** BRIEF **
Reproduce every one of the items below word for word, keeping each line unchanged.

** RAW RECORDS **
-*-*-
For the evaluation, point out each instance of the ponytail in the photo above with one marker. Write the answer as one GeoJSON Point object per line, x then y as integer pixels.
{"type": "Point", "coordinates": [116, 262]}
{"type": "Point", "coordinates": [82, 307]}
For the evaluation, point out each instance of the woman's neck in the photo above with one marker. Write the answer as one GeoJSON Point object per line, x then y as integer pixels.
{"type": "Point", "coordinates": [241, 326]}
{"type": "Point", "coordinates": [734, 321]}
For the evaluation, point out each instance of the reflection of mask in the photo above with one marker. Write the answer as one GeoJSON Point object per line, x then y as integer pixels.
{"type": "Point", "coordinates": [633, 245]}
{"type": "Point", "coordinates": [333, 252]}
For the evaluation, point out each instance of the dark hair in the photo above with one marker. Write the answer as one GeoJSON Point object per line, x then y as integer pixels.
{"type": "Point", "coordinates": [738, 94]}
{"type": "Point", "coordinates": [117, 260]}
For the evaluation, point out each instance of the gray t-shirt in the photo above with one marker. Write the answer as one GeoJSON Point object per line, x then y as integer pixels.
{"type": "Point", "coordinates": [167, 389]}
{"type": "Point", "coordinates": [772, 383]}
-*-*-
** SOLUTION TO THIS PROBLEM **
For the evaluation, point out each instance of the ponytail in the photo above with one marker. Write the answer as one GeoJSON Point object per line, x then y as integer pixels.
{"type": "Point", "coordinates": [116, 262]}
{"type": "Point", "coordinates": [82, 307]}
For the evaluation, point out each instance of the woman's neck in the photo above with one marker. Write the answer as one GeoJSON Point object per line, x then y as integer pixels.
{"type": "Point", "coordinates": [241, 326]}
{"type": "Point", "coordinates": [734, 321]}
For the evaluation, point out each instance of the reflection of mask in the photo above with one marker. Write the answer as one GeoJSON Point object per line, x then y as integer pixels.
{"type": "Point", "coordinates": [633, 245]}
{"type": "Point", "coordinates": [333, 252]}
For the evaluation, point out each instance of the dark hair in the photo above with one marker. Write the answer as one GeoJSON Point object per line, x then y as integer pixels.
{"type": "Point", "coordinates": [738, 94]}
{"type": "Point", "coordinates": [117, 260]}
For the evaluation, point out each instance of the gray t-shirt in the photo above with one marker. Write the answer as one GeoJSON Point object per line, x then y as integer pixels.
{"type": "Point", "coordinates": [167, 389]}
{"type": "Point", "coordinates": [772, 383]}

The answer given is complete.